Instructions for the task: Through the last line of the entries, please copy every line exactly, starting with the one that contains "Please drop a marker on every instance of the white and".

Data for this task:
————
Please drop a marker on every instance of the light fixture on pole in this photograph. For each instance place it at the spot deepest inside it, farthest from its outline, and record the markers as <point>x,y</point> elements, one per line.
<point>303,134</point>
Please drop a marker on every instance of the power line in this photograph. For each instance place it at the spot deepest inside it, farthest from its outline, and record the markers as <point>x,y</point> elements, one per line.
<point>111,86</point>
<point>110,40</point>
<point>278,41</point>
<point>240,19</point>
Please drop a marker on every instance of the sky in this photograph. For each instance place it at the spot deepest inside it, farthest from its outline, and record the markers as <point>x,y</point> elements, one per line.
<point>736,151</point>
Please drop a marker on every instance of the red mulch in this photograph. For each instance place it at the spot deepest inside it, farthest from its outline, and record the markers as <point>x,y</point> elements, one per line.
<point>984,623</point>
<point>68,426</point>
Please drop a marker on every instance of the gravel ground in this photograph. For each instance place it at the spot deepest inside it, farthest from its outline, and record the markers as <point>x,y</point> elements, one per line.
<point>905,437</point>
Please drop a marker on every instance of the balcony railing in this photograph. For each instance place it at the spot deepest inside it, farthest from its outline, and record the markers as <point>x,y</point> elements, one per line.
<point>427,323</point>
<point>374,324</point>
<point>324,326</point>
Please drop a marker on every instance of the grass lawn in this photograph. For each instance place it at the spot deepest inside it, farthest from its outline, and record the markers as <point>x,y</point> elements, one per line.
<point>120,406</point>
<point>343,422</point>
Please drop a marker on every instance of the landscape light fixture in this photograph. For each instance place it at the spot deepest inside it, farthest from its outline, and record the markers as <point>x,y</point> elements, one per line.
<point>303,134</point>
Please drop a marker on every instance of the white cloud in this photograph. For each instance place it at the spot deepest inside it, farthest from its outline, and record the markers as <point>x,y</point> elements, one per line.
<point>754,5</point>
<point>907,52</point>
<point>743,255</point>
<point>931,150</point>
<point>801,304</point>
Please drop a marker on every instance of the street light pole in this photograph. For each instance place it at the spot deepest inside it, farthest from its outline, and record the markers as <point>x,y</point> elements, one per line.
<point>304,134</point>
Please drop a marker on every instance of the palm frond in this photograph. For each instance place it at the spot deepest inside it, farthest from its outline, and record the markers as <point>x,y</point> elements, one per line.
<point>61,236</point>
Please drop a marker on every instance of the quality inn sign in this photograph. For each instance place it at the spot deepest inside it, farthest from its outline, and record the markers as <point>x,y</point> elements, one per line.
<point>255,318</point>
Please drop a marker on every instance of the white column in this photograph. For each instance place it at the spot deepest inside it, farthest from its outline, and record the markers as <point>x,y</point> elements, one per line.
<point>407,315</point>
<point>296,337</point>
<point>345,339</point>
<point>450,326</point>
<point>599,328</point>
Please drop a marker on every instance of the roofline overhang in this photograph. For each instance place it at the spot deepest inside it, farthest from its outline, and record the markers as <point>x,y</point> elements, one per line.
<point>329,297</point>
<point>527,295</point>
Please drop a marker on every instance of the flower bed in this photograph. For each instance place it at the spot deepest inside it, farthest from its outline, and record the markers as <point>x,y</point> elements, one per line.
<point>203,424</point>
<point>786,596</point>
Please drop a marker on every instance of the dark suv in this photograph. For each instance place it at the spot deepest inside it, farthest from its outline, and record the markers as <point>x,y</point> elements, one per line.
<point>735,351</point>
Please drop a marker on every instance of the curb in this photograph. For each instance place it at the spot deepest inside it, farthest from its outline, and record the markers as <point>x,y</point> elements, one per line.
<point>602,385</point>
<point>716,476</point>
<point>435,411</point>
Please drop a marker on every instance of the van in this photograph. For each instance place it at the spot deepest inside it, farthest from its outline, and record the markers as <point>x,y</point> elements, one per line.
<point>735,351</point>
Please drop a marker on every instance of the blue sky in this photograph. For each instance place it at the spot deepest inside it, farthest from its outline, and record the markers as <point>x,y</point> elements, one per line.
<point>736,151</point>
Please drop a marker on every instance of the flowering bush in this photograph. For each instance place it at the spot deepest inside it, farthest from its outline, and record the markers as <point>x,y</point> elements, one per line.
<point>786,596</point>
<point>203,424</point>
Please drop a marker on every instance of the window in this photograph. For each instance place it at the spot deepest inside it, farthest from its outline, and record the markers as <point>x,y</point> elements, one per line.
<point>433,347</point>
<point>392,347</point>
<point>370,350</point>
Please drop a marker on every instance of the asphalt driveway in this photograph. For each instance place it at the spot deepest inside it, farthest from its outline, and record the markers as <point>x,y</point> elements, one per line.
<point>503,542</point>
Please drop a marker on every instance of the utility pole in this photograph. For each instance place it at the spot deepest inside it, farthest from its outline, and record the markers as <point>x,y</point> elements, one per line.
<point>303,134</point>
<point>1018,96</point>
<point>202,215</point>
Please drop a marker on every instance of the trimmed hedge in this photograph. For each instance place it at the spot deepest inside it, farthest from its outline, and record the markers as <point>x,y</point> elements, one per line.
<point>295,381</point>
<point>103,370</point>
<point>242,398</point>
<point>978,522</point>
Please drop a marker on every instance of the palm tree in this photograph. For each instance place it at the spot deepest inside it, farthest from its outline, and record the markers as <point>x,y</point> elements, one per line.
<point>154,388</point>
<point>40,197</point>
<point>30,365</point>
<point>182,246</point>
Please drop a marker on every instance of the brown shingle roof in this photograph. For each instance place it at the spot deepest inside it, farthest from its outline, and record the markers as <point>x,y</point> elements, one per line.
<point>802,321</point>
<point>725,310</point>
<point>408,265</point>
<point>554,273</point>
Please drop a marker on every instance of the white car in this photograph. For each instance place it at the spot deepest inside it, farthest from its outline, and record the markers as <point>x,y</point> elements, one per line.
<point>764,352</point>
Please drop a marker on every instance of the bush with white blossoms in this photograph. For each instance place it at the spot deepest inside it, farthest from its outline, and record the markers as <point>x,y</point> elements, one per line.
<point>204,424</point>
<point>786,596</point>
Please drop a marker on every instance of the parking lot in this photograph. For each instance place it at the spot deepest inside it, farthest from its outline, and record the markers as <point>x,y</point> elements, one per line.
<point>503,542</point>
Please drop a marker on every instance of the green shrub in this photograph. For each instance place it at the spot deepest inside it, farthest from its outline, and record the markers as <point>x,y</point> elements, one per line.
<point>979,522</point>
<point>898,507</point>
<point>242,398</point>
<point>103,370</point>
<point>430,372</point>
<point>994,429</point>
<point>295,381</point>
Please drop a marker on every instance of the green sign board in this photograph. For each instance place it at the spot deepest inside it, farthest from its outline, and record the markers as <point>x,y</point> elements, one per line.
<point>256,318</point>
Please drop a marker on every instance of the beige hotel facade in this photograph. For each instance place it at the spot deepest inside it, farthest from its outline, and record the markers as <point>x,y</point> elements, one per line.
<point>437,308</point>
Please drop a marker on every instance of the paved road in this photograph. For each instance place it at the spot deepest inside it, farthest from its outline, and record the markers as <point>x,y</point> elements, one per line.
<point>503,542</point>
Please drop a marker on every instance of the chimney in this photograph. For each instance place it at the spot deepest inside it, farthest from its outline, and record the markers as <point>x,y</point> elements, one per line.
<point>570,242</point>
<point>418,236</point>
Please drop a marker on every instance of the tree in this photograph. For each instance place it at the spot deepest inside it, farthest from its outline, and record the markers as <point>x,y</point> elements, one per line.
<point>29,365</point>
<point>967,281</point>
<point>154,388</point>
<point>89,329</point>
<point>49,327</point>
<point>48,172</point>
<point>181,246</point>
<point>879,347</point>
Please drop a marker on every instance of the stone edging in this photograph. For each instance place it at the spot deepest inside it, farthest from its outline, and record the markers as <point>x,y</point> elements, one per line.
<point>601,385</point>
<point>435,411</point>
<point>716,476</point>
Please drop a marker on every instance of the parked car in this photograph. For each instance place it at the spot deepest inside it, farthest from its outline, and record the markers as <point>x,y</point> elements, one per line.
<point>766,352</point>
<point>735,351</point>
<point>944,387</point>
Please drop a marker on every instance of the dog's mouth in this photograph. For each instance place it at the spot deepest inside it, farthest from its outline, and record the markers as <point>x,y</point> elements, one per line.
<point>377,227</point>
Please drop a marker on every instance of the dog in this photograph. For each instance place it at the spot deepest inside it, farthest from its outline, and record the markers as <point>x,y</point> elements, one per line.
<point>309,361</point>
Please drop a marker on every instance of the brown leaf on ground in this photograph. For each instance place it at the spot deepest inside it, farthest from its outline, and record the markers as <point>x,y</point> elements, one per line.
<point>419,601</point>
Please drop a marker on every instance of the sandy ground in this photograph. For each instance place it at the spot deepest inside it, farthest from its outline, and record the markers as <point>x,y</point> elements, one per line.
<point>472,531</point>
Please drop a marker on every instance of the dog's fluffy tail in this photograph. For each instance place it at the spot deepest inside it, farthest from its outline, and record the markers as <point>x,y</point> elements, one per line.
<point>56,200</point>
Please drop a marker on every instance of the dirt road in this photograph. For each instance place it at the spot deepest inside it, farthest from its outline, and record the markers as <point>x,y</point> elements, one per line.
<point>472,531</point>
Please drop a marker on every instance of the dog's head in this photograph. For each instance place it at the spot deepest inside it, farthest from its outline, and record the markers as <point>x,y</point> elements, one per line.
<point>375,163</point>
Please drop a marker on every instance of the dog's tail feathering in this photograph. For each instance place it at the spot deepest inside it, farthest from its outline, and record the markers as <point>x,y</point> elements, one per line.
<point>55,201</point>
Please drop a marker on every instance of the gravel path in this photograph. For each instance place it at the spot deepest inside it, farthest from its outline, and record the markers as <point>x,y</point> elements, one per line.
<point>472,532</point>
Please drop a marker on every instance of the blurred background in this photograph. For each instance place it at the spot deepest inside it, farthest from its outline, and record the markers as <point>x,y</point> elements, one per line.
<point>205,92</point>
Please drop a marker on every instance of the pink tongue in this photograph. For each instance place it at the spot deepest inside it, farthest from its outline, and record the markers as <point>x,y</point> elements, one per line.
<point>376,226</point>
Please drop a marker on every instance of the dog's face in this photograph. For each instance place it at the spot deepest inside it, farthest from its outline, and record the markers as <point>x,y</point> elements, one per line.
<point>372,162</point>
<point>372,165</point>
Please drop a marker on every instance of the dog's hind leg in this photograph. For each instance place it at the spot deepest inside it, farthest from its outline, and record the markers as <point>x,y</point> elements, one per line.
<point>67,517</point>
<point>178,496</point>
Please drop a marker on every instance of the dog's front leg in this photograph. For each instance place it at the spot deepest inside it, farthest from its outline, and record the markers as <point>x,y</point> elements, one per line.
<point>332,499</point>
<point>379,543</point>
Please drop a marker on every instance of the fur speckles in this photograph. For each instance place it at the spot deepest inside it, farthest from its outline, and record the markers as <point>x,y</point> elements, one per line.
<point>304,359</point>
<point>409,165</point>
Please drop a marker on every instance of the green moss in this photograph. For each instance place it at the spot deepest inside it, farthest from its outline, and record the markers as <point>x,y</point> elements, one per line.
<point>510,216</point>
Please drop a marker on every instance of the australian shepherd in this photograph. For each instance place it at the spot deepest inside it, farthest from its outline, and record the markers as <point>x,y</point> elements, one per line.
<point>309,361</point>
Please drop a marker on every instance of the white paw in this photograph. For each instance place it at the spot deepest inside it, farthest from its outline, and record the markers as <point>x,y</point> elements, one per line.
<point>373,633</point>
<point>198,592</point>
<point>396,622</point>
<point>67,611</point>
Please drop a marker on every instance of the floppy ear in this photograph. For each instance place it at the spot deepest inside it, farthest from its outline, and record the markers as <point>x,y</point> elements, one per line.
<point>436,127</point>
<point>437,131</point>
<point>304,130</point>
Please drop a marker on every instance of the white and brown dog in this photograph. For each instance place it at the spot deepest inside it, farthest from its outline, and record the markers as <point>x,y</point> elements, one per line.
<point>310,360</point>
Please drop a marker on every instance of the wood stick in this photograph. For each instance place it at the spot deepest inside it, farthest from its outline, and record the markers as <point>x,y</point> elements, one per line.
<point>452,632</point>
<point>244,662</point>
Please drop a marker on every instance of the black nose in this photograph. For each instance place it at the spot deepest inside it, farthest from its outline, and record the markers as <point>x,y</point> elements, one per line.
————
Solution to the problem:
Please drop a marker on every instance of the white and brown dog in this photograph. For each instance place it at the spot deepest inside it, farthest from its outline, and record the markers as <point>x,y</point> elements, one per line.
<point>310,360</point>
Please drop a marker on every instance of the wood stick in this photograph. For each instance place it at the spot deepest inside it, farthest from its outline, and record the markers as <point>x,y</point> elements, one per line.
<point>452,632</point>
<point>244,662</point>
Please drop a marker on every instance of the black nose in this photograph. For each instance place it at the spot deepest inside it, farthest from its outline, and record the markers as <point>x,y</point> elements, one per line.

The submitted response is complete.